### Selected extract
Wednesday, November 10, 2010

From The Pages Of "Workers Vanguard"- The Lessons Of The Police State Crackdown on the Toronto G20 Protesters- An Injury To One Is An Injury To All- Defend The Black Bloc

Workers Vanguard No. 968
5 November 2010

Toronto: Fake Left Joins Witchhunt of Black Bloc

Police State Crackdown on G20 Protesters

The following article originally appeared in Spartacist Canada No. 166 (Fall 2010), newspaper of the Trotskyist League/Ligue Trotskyste, Canadian section of the International Communist League.

During the June 25-27 protests against the G20 summit in Toronto, some 1,100 people were arrested—the largest mass arrests in Canadian history. Inside the heavily fortified summit, [Canadian prime minister Stephen] Harper, Obama and other imperialist rulers plotted how best to police the imperialist order and shore up their crumbling economies on the backs of working people. Meanwhile, out on the streets, the cops ran amok, cracking heads and terrorizing protesters. For months, the Harper government, the cops and the media set the stage for this with predictions of anarchist “violence.” Nearly 20,000 cops occupied the city core in an unprecedented mobilization of state repression that cost more than $1 billion.

Backed by their political masters from Ottawa to Toronto’s city hall, the cops used minor property damage and a few burned-out police cars as the signal for a massive crackdown. Across the city, from Parkdale to the East End, left-wing activists were rounded up and those who protested the police violence and mayhem were themselves arrested. Riot police charged and arrested protesters in the so-called “free speech zone” in Queen’s Park [site of Ontario Legislature]. Hundreds of protesters and passersby were “kettled” in a downtown intersection, penned in by cops for hours in the driving rain.

Denouncing the manufactured furor over so-called “vandalism,” the Partisan Defense Committee, the legal defense organization associated with the Trotskyist League, issued a June 28 statement, declaring:

“From the standpoint of the working class such actions are no crime! What is a smashed bank window compared to an imperialist system that condemns millions to death by starvation, disease and war?”

The cops’ barbaric treatment of those arrested perfectly mirrors the racism, chauvinist oppression and violence that are integral to capitalist society. Inside the mass detention centre on Eastern Avenue, minorities were subjected to racist abuse. Women, gays and lesbians were singled out for special humiliation, including sexual manhandling and threats of rape. Some protesters were repeatedly strip searched, denied access to toilets, water and adequate food. The disabled were brutalized and those with cop-inflicted injuries were denied medical care.

### Instructions for the task
Pick up the article on the police crackdown at the Toronto G20 protests and continue it from its last sentence.

### Dataset entries

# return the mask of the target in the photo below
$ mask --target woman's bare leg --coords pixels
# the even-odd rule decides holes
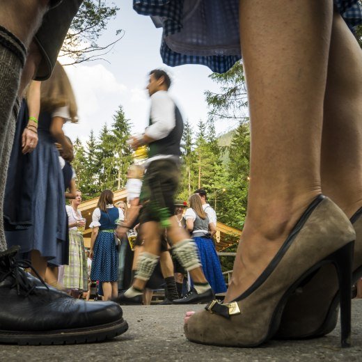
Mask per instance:
[[[45,281],[45,273],[47,271],[47,260],[42,256],[40,252],[38,250],[32,250],[31,252],[31,265],[36,270],[39,276]],[[32,272],[34,276],[38,277],[35,273]]]
[[[226,301],[245,291],[321,193],[332,0],[240,0],[251,144],[248,212]]]
[[[112,297],[112,284],[109,281],[102,282],[102,288],[103,289],[102,300],[108,301]]]
[[[362,206],[362,49],[333,15],[322,139],[322,187],[351,217]]]

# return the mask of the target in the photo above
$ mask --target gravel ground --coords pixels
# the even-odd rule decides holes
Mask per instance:
[[[347,349],[340,348],[338,327],[321,338],[302,341],[272,340],[258,348],[219,347],[191,343],[183,334],[183,317],[187,310],[202,308],[203,306],[125,306],[124,317],[129,329],[112,341],[65,346],[2,345],[0,361],[362,361],[362,299],[352,301],[353,345]]]

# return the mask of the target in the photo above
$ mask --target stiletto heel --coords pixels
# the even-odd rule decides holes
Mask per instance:
[[[274,336],[290,295],[334,265],[343,299],[343,347],[350,344],[350,281],[356,234],[342,210],[318,196],[255,282],[232,303],[213,301],[184,324],[186,337],[207,345],[256,347]],[[299,313],[300,313],[300,309]]]
[[[335,253],[334,264],[338,275],[340,300],[340,345],[351,345],[351,284],[354,242],[347,244]]]
[[[352,278],[350,284],[342,284],[345,288],[348,288],[349,298],[352,285],[362,276],[362,207],[354,213],[350,221],[356,231]],[[338,318],[338,285],[340,283],[336,269],[332,265],[322,267],[308,283],[298,288],[297,294],[290,296],[274,338],[304,339],[320,337],[331,332]],[[304,310],[303,315],[299,313],[301,308]]]

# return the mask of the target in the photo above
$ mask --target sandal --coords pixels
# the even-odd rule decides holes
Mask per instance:
[[[362,276],[362,207],[351,218],[356,231],[352,281]],[[303,314],[299,311],[303,308]],[[304,339],[331,333],[337,324],[338,279],[333,265],[320,268],[305,285],[291,295],[285,306],[276,339]]]
[[[351,265],[355,233],[344,213],[320,195],[255,282],[232,303],[213,301],[184,324],[192,342],[256,347],[273,337],[288,297],[323,265],[338,270],[341,344],[349,345]]]

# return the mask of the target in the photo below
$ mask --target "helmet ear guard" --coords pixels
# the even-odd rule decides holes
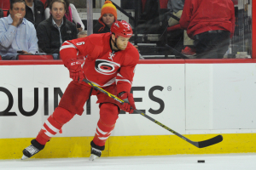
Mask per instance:
[[[130,38],[133,33],[131,26],[125,20],[116,20],[113,22],[111,26],[110,31],[114,33],[115,38],[118,38],[119,36]]]

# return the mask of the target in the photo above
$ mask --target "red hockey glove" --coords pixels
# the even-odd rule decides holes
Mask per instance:
[[[76,59],[70,59],[65,62],[65,66],[69,70],[70,78],[79,82],[84,78],[81,65],[81,61],[78,61]]]
[[[133,113],[134,110],[136,110],[136,106],[132,94],[128,94],[126,92],[120,94],[119,99],[125,102],[120,105],[120,109],[125,112]]]

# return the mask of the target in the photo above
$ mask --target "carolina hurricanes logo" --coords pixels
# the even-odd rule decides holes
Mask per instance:
[[[109,52],[109,57],[108,57],[108,59],[110,59],[111,60],[113,60],[113,58],[114,57],[114,55],[115,55],[114,54]]]
[[[119,67],[119,64],[105,60],[96,60],[95,62],[95,70],[103,75],[114,74]]]

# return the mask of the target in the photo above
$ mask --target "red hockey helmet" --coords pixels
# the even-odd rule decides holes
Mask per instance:
[[[132,36],[132,29],[125,20],[116,20],[113,22],[111,26],[110,31],[114,33],[116,38],[119,36],[123,37],[131,37]]]

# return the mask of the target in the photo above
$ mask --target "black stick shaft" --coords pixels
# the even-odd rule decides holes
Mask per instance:
[[[96,86],[96,84],[94,84],[93,82],[90,82],[89,80],[84,79],[83,80],[84,82],[88,83],[89,85],[90,85],[91,87],[93,87],[94,88],[101,91],[102,93],[105,94],[106,95],[108,95],[110,98],[117,100],[118,102],[119,102],[120,104],[125,103],[124,100],[119,99],[118,97],[116,97],[115,95],[113,95],[112,94],[107,92],[106,90],[101,88],[100,87]],[[169,128],[168,127],[166,127],[166,125],[160,123],[160,122],[154,120],[154,118],[150,117],[149,116],[146,115],[145,113],[143,113],[143,111],[139,110],[134,110],[135,113],[139,113],[140,115],[143,116],[144,117],[146,117],[147,119],[152,121],[153,122],[158,124],[159,126],[164,128],[165,129],[168,130],[169,132],[172,133],[173,134],[176,134],[177,136],[178,136],[179,138],[183,139],[183,140],[190,143],[191,144],[198,147],[198,148],[204,148],[209,145],[212,145],[214,144],[219,143],[222,141],[223,138],[221,135],[218,135],[212,139],[207,139],[207,140],[204,140],[204,141],[201,141],[201,142],[194,142],[192,140],[189,140],[189,139],[187,139],[186,137],[181,135],[180,133],[175,132],[174,130],[172,130],[172,128]]]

### Output of the task
Reflecting the national oppression of the Québécois at the hands of the Canadian ruling class, protesters from Quebec—automatically deemed supporters of the anarchist Black Bloc—were singled out for arrest and vile Anglo-chauvinist abuse. Merely speaking French or having Quebec plates on your car made you a target. According to a Montreal law student, the cops who pulled him over stated: “We’re pulling people over from Quebec, we’re stopping people in cars and buses” (cbc.ca, 3 July). At least 50 Québécois were arrested in an early morning raid at the University of Toronto’s Graduate Students Union, where they were being billeted. So many Québécois were arrested that of the 450 who came to Toronto on the buses organized by the Anti-Capitalist Convergence (CLAC), only 125 made the return trip.

In the early hours of June 26, even before the main anti-G20 demonstration, cops barged into private homes at gunpoint, arresting as many as 23 left-wing activists from the Southern Ontario Anarchist Resistance (SOAR), No One Is Illegal and the Montreal-based CLAC. Seventeen protesters now face multiple “conspiracy” charges, which could bring heavy jail time.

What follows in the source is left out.